Spatial annotation entries:
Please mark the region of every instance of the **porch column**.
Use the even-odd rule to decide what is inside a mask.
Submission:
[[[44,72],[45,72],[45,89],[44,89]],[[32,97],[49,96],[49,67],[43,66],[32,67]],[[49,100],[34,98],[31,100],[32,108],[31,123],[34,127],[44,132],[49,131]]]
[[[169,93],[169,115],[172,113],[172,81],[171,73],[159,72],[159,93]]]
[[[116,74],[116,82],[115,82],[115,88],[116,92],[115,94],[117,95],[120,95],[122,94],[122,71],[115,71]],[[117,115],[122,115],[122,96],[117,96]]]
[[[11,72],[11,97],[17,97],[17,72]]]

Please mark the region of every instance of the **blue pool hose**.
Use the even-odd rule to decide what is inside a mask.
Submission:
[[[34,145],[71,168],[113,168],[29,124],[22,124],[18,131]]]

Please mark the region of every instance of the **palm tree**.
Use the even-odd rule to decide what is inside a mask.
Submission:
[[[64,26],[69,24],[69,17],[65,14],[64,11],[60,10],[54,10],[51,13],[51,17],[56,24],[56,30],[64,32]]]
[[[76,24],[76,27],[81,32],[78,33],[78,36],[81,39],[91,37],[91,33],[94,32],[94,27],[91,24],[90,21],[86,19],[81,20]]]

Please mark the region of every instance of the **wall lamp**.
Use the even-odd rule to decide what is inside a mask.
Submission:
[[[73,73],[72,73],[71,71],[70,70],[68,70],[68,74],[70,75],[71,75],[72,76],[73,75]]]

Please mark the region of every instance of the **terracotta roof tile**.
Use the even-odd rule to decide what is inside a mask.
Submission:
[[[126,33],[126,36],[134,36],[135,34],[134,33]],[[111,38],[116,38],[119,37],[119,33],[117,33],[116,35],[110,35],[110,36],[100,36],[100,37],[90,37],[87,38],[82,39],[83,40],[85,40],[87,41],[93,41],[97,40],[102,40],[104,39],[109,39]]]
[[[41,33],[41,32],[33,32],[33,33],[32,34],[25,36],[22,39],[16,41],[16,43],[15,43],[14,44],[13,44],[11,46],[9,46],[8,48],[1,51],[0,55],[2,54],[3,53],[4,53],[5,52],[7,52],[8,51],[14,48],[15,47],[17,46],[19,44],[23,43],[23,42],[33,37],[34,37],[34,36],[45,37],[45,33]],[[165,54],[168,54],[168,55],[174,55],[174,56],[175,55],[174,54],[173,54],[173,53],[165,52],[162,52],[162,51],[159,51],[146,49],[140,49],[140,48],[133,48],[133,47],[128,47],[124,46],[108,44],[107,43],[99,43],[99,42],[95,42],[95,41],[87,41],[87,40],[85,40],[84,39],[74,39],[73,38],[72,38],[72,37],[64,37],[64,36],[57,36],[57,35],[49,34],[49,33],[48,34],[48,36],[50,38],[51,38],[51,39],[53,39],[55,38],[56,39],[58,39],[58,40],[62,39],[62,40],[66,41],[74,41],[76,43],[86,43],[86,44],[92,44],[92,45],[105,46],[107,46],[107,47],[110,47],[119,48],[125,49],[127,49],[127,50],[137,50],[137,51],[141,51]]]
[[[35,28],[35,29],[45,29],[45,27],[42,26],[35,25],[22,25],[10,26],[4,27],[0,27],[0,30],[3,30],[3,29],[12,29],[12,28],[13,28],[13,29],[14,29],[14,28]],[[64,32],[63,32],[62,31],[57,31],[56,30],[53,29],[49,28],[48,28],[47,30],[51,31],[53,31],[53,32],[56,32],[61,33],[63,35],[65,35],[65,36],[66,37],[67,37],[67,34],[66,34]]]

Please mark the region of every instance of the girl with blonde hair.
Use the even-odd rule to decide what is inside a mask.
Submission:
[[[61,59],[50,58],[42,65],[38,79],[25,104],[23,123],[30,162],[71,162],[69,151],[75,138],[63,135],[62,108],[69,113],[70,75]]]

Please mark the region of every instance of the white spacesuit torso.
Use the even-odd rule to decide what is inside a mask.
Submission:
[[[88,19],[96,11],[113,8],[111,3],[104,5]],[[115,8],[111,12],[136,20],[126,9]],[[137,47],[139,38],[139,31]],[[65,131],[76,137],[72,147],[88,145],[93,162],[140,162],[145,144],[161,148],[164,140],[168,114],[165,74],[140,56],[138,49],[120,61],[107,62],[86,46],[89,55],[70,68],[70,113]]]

### What is asked:
Reproduce everything from the start of the entries down to and including the line containing "[[[34,145],[71,168],[113,168],[29,124],[22,124],[18,131]]]".

### Output of the exercise:
Please mark the region of every instance of the **porch column**.
Use the even-odd rule to decide what is inside a mask.
Submission:
[[[44,72],[45,72],[45,89],[44,89]],[[32,97],[49,96],[49,67],[43,66],[32,67]],[[49,100],[34,98],[31,100],[32,108],[31,123],[34,127],[44,132],[49,131]]]
[[[169,93],[169,115],[172,113],[172,81],[171,73],[159,72],[159,93]]]
[[[116,74],[116,82],[115,82],[115,88],[116,92],[115,94],[117,95],[120,95],[122,94],[122,71],[115,71]],[[117,115],[122,115],[122,96],[117,96]]]
[[[11,72],[11,97],[17,97],[17,72]]]

Please mark the region of every instance of the **blue pool hose**.
Use the even-odd rule to decide what is inside a mask.
Submission:
[[[34,145],[71,168],[113,168],[29,124],[22,124],[18,131]]]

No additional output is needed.